* _Task description_:
The exercise calls for a faithful copy of all the data.
Start of Block
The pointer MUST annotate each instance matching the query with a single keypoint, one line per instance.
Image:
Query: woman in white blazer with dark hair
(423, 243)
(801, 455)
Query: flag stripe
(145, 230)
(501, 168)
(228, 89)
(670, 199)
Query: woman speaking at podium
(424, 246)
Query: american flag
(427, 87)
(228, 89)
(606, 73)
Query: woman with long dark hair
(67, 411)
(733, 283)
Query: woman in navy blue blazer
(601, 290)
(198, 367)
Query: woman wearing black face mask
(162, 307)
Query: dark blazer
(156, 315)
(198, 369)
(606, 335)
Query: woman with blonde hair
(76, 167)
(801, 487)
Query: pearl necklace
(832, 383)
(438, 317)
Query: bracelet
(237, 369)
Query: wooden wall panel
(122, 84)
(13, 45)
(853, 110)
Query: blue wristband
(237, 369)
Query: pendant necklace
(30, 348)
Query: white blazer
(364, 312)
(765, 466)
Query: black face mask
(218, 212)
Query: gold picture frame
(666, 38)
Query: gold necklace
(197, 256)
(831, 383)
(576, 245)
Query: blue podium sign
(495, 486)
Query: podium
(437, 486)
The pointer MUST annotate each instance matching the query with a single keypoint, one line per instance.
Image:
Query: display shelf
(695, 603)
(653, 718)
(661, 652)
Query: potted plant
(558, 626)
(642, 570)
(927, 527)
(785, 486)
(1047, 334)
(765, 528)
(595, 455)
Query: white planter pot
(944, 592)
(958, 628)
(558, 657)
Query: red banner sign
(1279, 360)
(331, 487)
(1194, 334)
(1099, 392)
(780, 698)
End of Block
* _Task output_:
The pointer MUST annotate each instance matching the query with a single keypoint, one line per instance.
Image:
Query: woman in white blazer with dark hair
(423, 243)
(801, 455)
Query: flag stripe
(145, 230)
(501, 168)
(228, 89)
(670, 199)
Query: woman speaking at podium
(424, 246)
Query: american flag
(427, 87)
(228, 89)
(606, 73)
Query: woman with long dark hair
(67, 411)
(733, 283)
Query: woman in navy blue blazer
(601, 290)
(198, 367)
Query: woman wearing black face mask
(162, 307)
Query: dark blazer
(156, 315)
(198, 369)
(606, 335)
Query: woman with blonde hair
(76, 167)
(801, 487)
Query: pearl necklace
(832, 383)
(438, 317)
Query: bracelet
(237, 369)
Query: wooden wall panel
(122, 84)
(13, 45)
(853, 110)
Query: blue wristband
(237, 369)
Query: pendant necklace
(30, 348)
Query: white blazer
(364, 312)
(765, 466)
Query: black face mask
(218, 212)
Query: gold picture frame
(666, 38)
Query: gold necklace
(197, 256)
(831, 383)
(576, 245)
Query: blue podium sign
(495, 486)
Query: podium
(437, 486)
The pointer MUST annotate each instance matching the query with a single keypoint, one line per instance.
Image:
Query: display shelf
(695, 603)
(653, 718)
(661, 652)
Query: potted plant
(558, 626)
(642, 570)
(927, 527)
(785, 486)
(1047, 334)
(765, 528)
(595, 455)
Query: white planter pot
(944, 592)
(958, 628)
(558, 657)
Query: red banner sign
(1279, 360)
(331, 487)
(1194, 334)
(1099, 392)
(780, 698)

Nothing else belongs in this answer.